(Instructions for the task) Locate every line in the data below that contains the word "wispy", and copy each one out in full.

Data items:
_ _ _ _ _ _ _

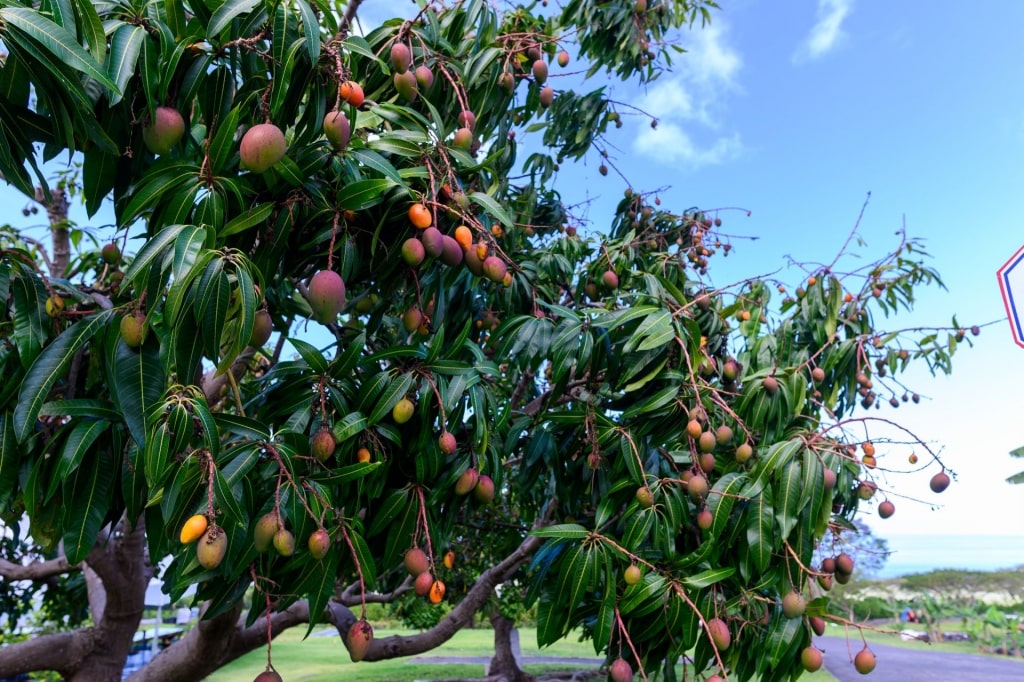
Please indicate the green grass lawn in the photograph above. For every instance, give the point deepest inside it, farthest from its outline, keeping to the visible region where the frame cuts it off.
(326, 659)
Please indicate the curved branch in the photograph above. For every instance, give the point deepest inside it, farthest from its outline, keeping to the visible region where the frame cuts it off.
(60, 652)
(458, 617)
(37, 570)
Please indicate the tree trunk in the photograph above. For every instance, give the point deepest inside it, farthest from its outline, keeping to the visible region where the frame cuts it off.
(124, 574)
(505, 665)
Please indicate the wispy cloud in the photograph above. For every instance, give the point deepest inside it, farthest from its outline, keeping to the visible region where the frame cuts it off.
(826, 33)
(688, 104)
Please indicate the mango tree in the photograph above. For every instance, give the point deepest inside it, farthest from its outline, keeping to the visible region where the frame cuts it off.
(342, 323)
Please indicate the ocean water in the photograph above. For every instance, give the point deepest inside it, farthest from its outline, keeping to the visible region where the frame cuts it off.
(920, 554)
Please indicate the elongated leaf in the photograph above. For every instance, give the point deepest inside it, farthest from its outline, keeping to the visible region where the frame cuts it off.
(30, 311)
(790, 498)
(363, 194)
(226, 502)
(227, 11)
(760, 530)
(394, 392)
(85, 503)
(487, 203)
(561, 531)
(709, 578)
(10, 462)
(155, 249)
(349, 473)
(51, 364)
(310, 27)
(78, 443)
(141, 380)
(125, 47)
(250, 218)
(371, 159)
(311, 354)
(60, 43)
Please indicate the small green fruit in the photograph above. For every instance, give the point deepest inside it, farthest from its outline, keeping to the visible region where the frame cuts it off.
(211, 548)
(263, 534)
(320, 543)
(794, 604)
(360, 636)
(337, 130)
(164, 132)
(720, 634)
(323, 444)
(111, 254)
(132, 330)
(484, 491)
(262, 329)
(402, 410)
(632, 574)
(284, 542)
(810, 657)
(864, 661)
(401, 57)
(466, 482)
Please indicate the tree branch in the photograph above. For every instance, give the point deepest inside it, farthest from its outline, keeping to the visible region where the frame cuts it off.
(60, 652)
(213, 383)
(458, 617)
(37, 570)
(220, 640)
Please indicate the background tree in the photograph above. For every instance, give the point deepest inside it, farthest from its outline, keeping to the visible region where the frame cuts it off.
(333, 326)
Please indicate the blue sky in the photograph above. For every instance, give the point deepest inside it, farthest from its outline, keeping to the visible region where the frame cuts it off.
(796, 111)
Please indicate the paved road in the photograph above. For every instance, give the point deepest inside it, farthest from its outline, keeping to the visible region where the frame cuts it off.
(898, 665)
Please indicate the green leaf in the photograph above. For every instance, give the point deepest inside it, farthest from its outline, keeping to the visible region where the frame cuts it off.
(155, 249)
(125, 47)
(51, 364)
(487, 203)
(709, 578)
(318, 577)
(371, 159)
(158, 451)
(561, 531)
(348, 426)
(223, 496)
(141, 380)
(10, 461)
(363, 194)
(60, 43)
(395, 390)
(79, 441)
(349, 473)
(760, 527)
(310, 27)
(790, 498)
(250, 218)
(86, 500)
(228, 11)
(311, 354)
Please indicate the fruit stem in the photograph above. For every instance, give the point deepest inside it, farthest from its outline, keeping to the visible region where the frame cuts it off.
(358, 569)
(426, 527)
(236, 392)
(626, 635)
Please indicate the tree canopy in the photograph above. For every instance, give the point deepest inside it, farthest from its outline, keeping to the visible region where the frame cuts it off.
(345, 322)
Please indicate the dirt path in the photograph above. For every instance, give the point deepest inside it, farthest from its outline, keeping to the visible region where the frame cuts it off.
(900, 665)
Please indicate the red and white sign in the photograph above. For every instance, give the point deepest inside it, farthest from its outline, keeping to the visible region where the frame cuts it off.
(1012, 284)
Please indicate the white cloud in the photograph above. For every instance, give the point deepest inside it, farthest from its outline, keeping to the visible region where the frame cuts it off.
(670, 143)
(826, 33)
(688, 104)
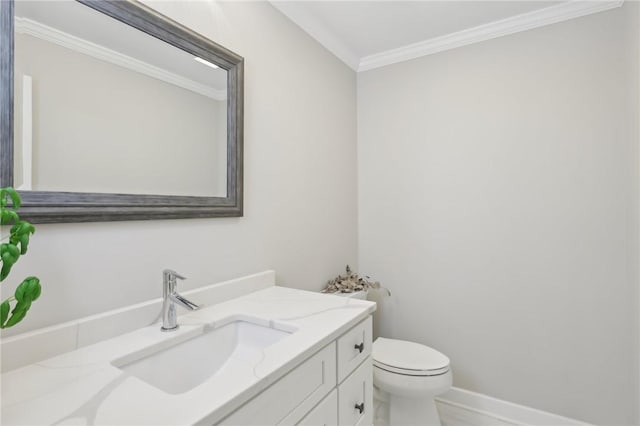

_ _ _ _ _ _ _

(Solution for this exercise)
Please indicate the wispy cloud in the photograph above. For every instance, give the point deepest inside it, farthest from its outline, keeping to the visible region where the frame cuts it off.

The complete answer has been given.